- _Trecho citado_:
Com o passar dos anos tive muitas oportunidades de aumentar meu conhecimento no campo técnico. Também tive a chance de ensinar em diversas faculdades e universidades, como também modificar o material do curso de engenharia de materiais
A experiência me ajudou a apreciar o valor dos conceitos que eram “despejados” sobre mim por meus professores na faculdade. Também resultou na criação do meu “diploma de materiais de acidente”, o qual eu compartilho com meus leitores da revista Industrial Heating.
1 – A essência da ciência dos materiais e da engenharia é a de que cada material deve ser transformado em peça por um processo, o que cria uma estrutura de vários níveis. Isso resulta em uma constelação de propriedades, características ou comportamentos em um dado ambiente. Tradicionalmente, nós mostramos o triângulo com “processo”, à esquerda da base, “estrutura” à direita da base e “propriedades” no topo (Fig.1).
2 – Se as características ou comportamentos diferem em dois materiais que são nominalmente “o mesmo”, então não são o mesmo material. Ou a composição é diferente ou o processo foi diferente, o que de qualquer maneira resultaria em uma diferente estrutura e, então, diferentes propriedades. Isso é uma consequência direta do #1. Às vezes, diferenças são triviais, porém outras vezes diferenças na composição ou no processamento podem parecer triviais mas resultam em propriedades muito diferentes. Ocasionalmente, uma diferença de 3 – 6°C na temperatura durante tratamento térmico pode causar um problema.
3 – Existem duas forças principais que criam a estrutura em um dado material. A primeira é a tendência termodinâmica. Isso significa que dado um grupo de átomos em um ambiente específico, os átomos irão querer se agrupar em posições de uma forma específica. Se existir mais de um tipo de átomo presente, haverá um caminho preferencial no qual os átomos evitarão ou seguirão em relação aos átomos de outras “espécies”. A segunda força que influencia a estrutura e o arranjo dos átomos dentro de um material é a cinética. Isso tem relação em quão rápido os átomos podem se mover em determinado ambiente.
Metalurgia de Ferrosos
Um exemplo clássico da metalurgia de ferrosos é que o carbono no ferro terá forma preferencial de grafite. Pense sobre isso. O carbono é totalmente diferente em cada aspecto (exemplo: diamantes e carvão) do ferro (aço é basicamente ferro). Mas o aço normalmente tem o carbono presente na forma de carbetos ou como átomos individuais de carbono presentes entre os átomos de ferro dissolvidos na matriz.

- _Problema proposto 1_: Reescreva os registros da linha que contém "Kindly place a point on the utility" até o final deles, pedidos incluídos, e desloque cada coordenada das respostas somando-lhe 6.

- _Material do exercício_:
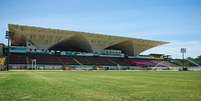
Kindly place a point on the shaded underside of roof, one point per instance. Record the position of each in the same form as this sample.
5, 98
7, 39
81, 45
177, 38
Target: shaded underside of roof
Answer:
46, 38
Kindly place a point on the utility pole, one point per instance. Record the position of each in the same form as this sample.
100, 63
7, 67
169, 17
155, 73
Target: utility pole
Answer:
183, 51
7, 36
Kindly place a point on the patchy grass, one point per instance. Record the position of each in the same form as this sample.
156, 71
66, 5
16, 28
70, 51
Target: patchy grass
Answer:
100, 86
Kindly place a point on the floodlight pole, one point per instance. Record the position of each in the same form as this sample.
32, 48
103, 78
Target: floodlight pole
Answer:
183, 51
8, 50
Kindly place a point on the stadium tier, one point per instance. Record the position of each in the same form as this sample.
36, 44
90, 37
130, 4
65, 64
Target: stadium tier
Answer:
62, 48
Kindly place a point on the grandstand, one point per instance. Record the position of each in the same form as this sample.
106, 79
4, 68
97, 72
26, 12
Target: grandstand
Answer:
44, 48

- _Problema proposto 2_:
Responda com base no texto sobre ciência dos materiais:
(a) Com os leitores de qual revista é compartilhado o "diploma de materiais de acidente"?
(b) Segundo o texto, que diferença de temperatura durante o tratamento térmico pode ocasionalmente causar um problema?
(c) Quais são as duas forças principais que criam a estrutura em um material?

- _Resolução detalhada 1_:
Kindly place a point on the utility pole, one point per instance. Record the position of each in the same form as this sample.
100, 63
7, 67
169, 17
155, 73
Target: utility pole
Answer:
189, 57
13, 42
Kindly place a point on the patchy grass, one point per instance. Record the position of each in the same form as this sample.
156, 71
66, 5
16, 28
70, 51
Target: patchy grass
Answer:
106, 92
Kindly place a point on the floodlight pole, one point per instance. Record the position of each in the same form as this sample.
32, 48
103, 78
Target: floodlight pole
Answer:
189, 57
14, 56
Kindly place a point on the stadium tier, one point per instance. Record the position of each in the same form as this sample.
36, 44
90, 37
130, 4
65, 64
Target: stadium tier
Answer:
68, 54
Kindly place a point on the grandstand, one point per instance. Record the position of each in the same form as this sample.
106, 79
4, 68
97, 72
26, 12
Target: grandstand
Answer:
50, 54

- _Resolução detalhada 2_:
(a) Industrial Heating.
(b) Uma diferença de 3 – 6°C.
(c) A tendência termodinâmica e a cinética.